▸ Exercise aim
Copy each record exactly and skip its pictures.

▸ Data for processing
┌──
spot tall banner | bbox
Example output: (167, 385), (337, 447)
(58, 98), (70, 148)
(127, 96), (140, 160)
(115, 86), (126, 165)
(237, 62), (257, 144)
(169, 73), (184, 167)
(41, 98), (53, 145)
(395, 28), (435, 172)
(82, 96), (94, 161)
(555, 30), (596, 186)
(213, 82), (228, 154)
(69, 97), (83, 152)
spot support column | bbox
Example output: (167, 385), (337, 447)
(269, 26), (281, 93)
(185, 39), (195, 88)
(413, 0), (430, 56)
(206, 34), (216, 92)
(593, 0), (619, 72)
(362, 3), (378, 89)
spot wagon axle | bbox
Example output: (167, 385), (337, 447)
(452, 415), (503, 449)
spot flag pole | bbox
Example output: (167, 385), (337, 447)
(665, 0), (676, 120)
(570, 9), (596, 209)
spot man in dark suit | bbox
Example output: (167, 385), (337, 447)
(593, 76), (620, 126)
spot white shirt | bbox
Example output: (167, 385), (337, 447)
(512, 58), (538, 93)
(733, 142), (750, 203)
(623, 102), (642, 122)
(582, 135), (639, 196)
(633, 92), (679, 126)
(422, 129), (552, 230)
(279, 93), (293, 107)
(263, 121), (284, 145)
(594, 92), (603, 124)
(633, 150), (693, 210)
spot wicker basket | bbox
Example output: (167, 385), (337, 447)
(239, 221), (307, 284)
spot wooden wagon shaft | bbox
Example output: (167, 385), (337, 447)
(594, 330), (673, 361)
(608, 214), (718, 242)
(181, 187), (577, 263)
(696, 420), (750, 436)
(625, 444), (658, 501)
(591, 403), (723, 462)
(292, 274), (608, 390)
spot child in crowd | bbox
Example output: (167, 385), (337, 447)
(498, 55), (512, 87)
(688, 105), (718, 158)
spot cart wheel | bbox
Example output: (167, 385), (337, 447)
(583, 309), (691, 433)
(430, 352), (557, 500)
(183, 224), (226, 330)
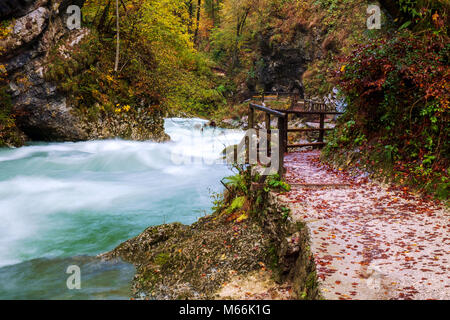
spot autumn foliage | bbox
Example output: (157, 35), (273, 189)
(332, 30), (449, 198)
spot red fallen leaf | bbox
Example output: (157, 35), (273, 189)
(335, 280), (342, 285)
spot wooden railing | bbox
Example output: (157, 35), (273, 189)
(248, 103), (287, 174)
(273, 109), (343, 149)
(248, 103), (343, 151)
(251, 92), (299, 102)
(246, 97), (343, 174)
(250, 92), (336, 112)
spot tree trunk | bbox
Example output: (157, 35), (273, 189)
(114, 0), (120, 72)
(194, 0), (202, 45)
└──
▸ Worked solution
spot tall banner | bbox
Example output: (167, 385), (337, 447)
(58, 98), (70, 148)
(127, 96), (140, 160)
(115, 86), (126, 165)
(237, 62), (257, 144)
(169, 73), (184, 167)
(41, 98), (53, 145)
(395, 28), (435, 172)
(82, 96), (94, 161)
(555, 30), (596, 186)
(213, 82), (228, 154)
(69, 97), (83, 152)
spot support column | bbox
Example output: (167, 385), (337, 447)
(269, 26), (281, 93)
(185, 39), (195, 88)
(413, 0), (430, 56)
(206, 34), (216, 92)
(593, 0), (619, 72)
(362, 3), (378, 89)
spot wagon axle | bbox
Example output: (167, 385), (337, 447)
(452, 415), (503, 449)
spot flag pole | bbox
Example output: (167, 385), (337, 447)
(665, 0), (676, 120)
(570, 9), (596, 209)
spot man in dark suit | bbox
Example output: (167, 385), (337, 447)
(593, 76), (620, 126)
spot white shirt | bbox
Example output: (167, 385), (337, 447)
(512, 58), (538, 93)
(733, 142), (750, 203)
(623, 102), (642, 122)
(582, 135), (639, 196)
(633, 92), (679, 126)
(422, 129), (552, 230)
(279, 93), (293, 107)
(263, 121), (284, 145)
(594, 92), (603, 124)
(633, 150), (693, 210)
spot wicker basket | bbox
Example output: (167, 385), (337, 447)
(239, 221), (307, 284)
spot wooden wagon shaft | bbox
Example output: (167, 385), (337, 447)
(594, 330), (673, 361)
(608, 214), (718, 242)
(181, 187), (577, 263)
(696, 420), (750, 436)
(625, 444), (658, 501)
(591, 403), (723, 462)
(292, 274), (608, 390)
spot child in crowd | bbox
Example output: (167, 385), (337, 447)
(498, 55), (512, 87)
(688, 105), (718, 158)
spot cart wheel | bbox
Example output: (167, 385), (337, 447)
(583, 309), (691, 433)
(430, 352), (557, 500)
(183, 224), (226, 330)
spot autumn foliage | bbox
Example output: (157, 35), (273, 189)
(332, 30), (449, 198)
spot red fallen leaf | bbox
Example output: (157, 35), (273, 189)
(335, 280), (342, 285)
spot wooden railing | bbox
Example output: (157, 35), (273, 189)
(248, 103), (287, 174)
(273, 109), (343, 149)
(248, 103), (343, 151)
(251, 92), (299, 102)
(246, 97), (343, 174)
(250, 92), (336, 112)
spot tree trunk | bbox
Example output: (157, 35), (273, 189)
(114, 0), (120, 72)
(194, 0), (202, 45)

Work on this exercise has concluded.